Location
- 10 E. First Avenue Glen Burnie, Anne Arundel County, MD 21061 United States 39°11′36″N 76°38′15″W﻿ / ﻿39.1932°N 76.6374°W

Information
- Motto: Greatness is Within Every Knight
- Founded: 1990
- School district: Anne Arundel County Public Schools
- Principal: Eric Jefferson
- Staff: 152
- Grades: 9-12
- Enrollment: 2,130 (2022-2023)
- Colors: Red, Black, Silver
- Mascot: Knight
- Rival: Glen Burnie High School South River High School
- Yearbook: Knight Life
- Website: School Homepage

= North County High School (Glen Burnie, Maryland) =

School in Glen Burnie, Maryland, US

North County High School (NCHS) is an Anne Arundel County Public Schools high school located in Glen Burnie, Maryland, United States. The school was established in 1990 as a result of the merger of Andover High School and Brooklyn Park High School. It later moved into the former Lindale Junior High School building, with Lindale moving to the former Andover site. The school mascot is the Knight and the school colors are silver, red and black, chosen by the school students and faculty of both Andover and Brooklyn Park High Schools. North County's rival is Glen Burnie High School. It is the primary high school for students living in Linthicum, Brooklyn Park, Ferndale, and portions of the Glen Burnie and Hanover areas.

North County High School has a rigorous STEM Magnet Program, and the IT3 (International Trade, Transportation, and Tourism) Signature Program. The school has a multitude of college course offerings such as Advanced Placement. North County became one of the campuses for Anne Arundel Community College in 2012.

In 2016, North County High School German teacher, Katrina Griffin, was named the 2017 National Language Teacher of the Year by the American Council on the Teaching of Foreign Languages.

::::::::

## Instruction A
Edit the entries from the line with "# mark the region of every instance of the wrought" to the line with "[[[0,0],[2,1],[2,0]],[[110,14],[119,0],[27,0],[26,22],[84,22]]]", replacing "wrought iron railing" with "iron fence" and leaving everything else unchanged. Leave the pictures out of your answer.
The school article and the entries have no connection to each other.

(Segmentation labeling items)
::::::::

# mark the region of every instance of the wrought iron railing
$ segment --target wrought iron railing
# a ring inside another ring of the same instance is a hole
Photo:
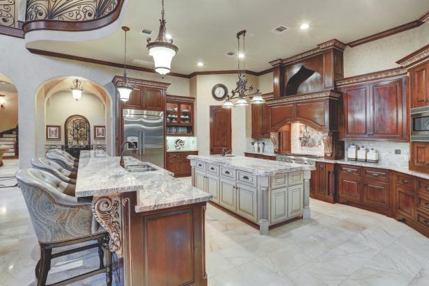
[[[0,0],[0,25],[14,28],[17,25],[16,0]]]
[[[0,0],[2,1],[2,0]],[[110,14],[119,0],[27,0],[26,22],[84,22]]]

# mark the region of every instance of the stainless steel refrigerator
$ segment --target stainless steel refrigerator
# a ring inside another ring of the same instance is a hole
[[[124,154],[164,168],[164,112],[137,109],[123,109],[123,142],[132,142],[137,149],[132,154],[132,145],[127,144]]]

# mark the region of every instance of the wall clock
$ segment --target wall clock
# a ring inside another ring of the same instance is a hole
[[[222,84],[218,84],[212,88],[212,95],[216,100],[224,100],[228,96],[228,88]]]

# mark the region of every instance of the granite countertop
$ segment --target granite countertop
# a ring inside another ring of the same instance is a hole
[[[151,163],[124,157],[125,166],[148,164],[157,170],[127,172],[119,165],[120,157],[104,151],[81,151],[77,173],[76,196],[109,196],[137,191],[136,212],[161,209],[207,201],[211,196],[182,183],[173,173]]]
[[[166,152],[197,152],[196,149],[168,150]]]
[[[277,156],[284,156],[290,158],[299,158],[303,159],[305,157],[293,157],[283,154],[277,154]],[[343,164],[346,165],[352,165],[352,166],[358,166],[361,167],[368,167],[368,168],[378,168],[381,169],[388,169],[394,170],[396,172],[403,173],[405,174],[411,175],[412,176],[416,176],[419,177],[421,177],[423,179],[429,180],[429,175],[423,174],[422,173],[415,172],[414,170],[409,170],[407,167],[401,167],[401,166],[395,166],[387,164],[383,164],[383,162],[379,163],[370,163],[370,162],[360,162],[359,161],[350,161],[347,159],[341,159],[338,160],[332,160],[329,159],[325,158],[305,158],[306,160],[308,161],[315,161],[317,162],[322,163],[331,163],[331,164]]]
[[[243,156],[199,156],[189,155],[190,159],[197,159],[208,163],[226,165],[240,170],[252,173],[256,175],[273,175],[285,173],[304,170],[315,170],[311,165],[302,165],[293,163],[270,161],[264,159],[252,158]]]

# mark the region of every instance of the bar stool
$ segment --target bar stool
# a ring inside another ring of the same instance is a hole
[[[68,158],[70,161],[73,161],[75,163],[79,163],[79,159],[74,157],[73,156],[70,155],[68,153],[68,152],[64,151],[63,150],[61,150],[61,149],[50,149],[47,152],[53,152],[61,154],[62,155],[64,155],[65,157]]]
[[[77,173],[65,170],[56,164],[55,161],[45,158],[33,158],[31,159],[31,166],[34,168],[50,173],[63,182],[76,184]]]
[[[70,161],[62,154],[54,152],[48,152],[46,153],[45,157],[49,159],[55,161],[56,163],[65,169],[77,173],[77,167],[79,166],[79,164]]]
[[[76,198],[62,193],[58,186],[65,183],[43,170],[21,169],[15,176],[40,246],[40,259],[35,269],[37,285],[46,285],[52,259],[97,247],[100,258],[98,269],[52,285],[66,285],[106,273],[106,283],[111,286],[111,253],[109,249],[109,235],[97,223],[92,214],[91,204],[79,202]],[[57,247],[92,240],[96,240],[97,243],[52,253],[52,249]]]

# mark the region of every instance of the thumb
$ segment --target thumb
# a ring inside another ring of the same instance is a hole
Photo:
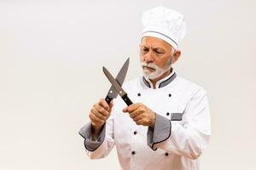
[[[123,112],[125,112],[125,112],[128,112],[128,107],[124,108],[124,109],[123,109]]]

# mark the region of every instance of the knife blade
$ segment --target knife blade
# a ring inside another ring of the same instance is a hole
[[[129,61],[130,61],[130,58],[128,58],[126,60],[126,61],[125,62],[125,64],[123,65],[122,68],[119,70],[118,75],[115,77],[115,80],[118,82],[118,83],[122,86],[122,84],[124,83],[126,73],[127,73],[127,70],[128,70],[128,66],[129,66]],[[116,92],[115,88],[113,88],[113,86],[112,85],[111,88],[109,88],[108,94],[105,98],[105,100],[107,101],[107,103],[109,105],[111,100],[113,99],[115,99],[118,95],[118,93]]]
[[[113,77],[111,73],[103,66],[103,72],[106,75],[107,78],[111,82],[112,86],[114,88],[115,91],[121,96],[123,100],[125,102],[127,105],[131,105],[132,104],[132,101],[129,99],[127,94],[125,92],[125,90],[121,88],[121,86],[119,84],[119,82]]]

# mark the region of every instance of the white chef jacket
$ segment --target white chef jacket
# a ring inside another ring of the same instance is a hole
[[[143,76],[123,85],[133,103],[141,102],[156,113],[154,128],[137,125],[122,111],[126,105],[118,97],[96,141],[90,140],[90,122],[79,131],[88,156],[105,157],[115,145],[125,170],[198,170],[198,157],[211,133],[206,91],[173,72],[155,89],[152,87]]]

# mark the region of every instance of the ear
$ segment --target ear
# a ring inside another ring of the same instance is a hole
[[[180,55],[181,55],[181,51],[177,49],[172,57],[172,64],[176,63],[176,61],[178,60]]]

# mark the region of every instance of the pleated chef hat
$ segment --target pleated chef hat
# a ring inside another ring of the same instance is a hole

::::::::

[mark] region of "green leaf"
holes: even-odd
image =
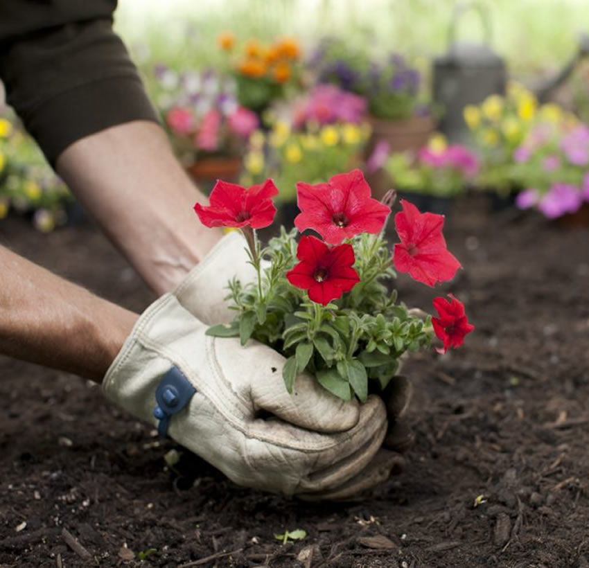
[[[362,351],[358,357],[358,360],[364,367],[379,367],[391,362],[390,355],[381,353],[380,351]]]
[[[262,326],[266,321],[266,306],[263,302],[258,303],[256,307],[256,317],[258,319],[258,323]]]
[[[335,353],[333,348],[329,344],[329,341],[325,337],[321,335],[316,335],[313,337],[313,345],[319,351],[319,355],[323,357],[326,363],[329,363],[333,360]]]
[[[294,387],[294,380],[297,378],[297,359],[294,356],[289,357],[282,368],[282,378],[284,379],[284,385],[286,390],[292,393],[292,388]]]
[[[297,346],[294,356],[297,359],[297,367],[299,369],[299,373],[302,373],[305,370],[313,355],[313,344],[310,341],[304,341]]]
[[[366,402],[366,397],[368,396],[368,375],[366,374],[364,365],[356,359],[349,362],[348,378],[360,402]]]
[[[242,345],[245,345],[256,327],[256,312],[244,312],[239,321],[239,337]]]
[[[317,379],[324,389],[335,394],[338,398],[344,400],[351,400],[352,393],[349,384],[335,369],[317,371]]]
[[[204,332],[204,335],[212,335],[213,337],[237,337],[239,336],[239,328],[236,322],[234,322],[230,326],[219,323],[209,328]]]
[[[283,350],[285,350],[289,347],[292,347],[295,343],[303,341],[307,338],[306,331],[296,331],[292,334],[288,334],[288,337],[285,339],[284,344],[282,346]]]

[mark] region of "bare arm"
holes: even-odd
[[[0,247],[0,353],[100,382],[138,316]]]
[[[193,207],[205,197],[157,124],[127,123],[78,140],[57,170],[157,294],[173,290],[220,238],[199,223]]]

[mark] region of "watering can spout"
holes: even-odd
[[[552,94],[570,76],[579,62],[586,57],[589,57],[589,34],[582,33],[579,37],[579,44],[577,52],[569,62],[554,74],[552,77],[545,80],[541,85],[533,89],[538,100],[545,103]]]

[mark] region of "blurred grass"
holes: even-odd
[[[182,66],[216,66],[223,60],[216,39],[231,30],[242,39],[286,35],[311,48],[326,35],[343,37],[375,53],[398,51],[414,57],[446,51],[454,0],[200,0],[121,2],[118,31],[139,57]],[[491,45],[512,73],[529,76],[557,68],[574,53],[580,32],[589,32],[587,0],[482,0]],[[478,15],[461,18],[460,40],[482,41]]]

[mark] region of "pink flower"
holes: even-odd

::::::::

## Instruction B
Pick up the article on North County High School after its last sentence and continue it.

## Exercise result A
# mark the region of every instance of the iron fence
$ segment --target iron fence
# a ring inside another ring of the same instance is a hole
Photo:
[[[0,0],[0,25],[14,28],[17,25],[16,0]]]
[[[0,0],[2,1],[2,0]],[[110,14],[119,0],[27,0],[26,22],[84,22]]]

## Exercise result B
==Sport programs==

- Fall
  - Cheerleading
  - Cross Country
  - Field Hockey
  - Football
  - Golf
  - Soccer
  - Volleyball
- Winter
  - Basketball
  - Cheerleading
  - Indoor Track
  - Swimming
  - Wrestling
- Spring
  - Baseball
  - Lacrosse
  - Softball
  - Tennis
  - Track and Field

==Clubs/activities==
North County High School offers varies after-school activity for students including:

===Academic clubs===
- American Computer Science League
- Cyber Patriot
- Don't Hate Collaborate
- Environmental Club
- Envirothon
- F.B.L.A
- German Honor Society
- It's Academic
- Key Club
- Math Team
- Mock Trial
- Model United Nations
- National Honor Society
- National Art Honor Society
- Science Olympiad
- Spanish Honor Society
- Student Government
- Technology Student Association
- Thai Club

===Fine arts clubs===
- Botball
- Drama club
- Gaming club
- Film club
- Literary magazine
- Multi-Ethnic Club
- Newspaper (Knightline)
- Stage crew
- Travel & tourism
- Yearbook
- Webmaster
- National Art Honor Society

===Music clubs===
- Band Boosters
- Chorus
- Concert band
- Guitar ensemble
- Jazz band
- Marching band
- Orchestra

==Notable alumni==
- Dan Patrick (Andover High) – Texas Lt Governor
- Montel Williams (Andover High) – Television personality
- Jim Spencer (Andover High) – Major League Baseball player
- [Keith Mills] – (Brooklyn Park High) WBAL sports caster
- John C. Inglis (Andover High) – former deputy director of the National Security Agency
- Diane Black (Warren) (Andover High) US Congresswoman Tennessee
- Lloyd Keaser (Brooklyn Park High) – Wrestling Olympic silver medalist (1976) and world champion gold medalist (1973)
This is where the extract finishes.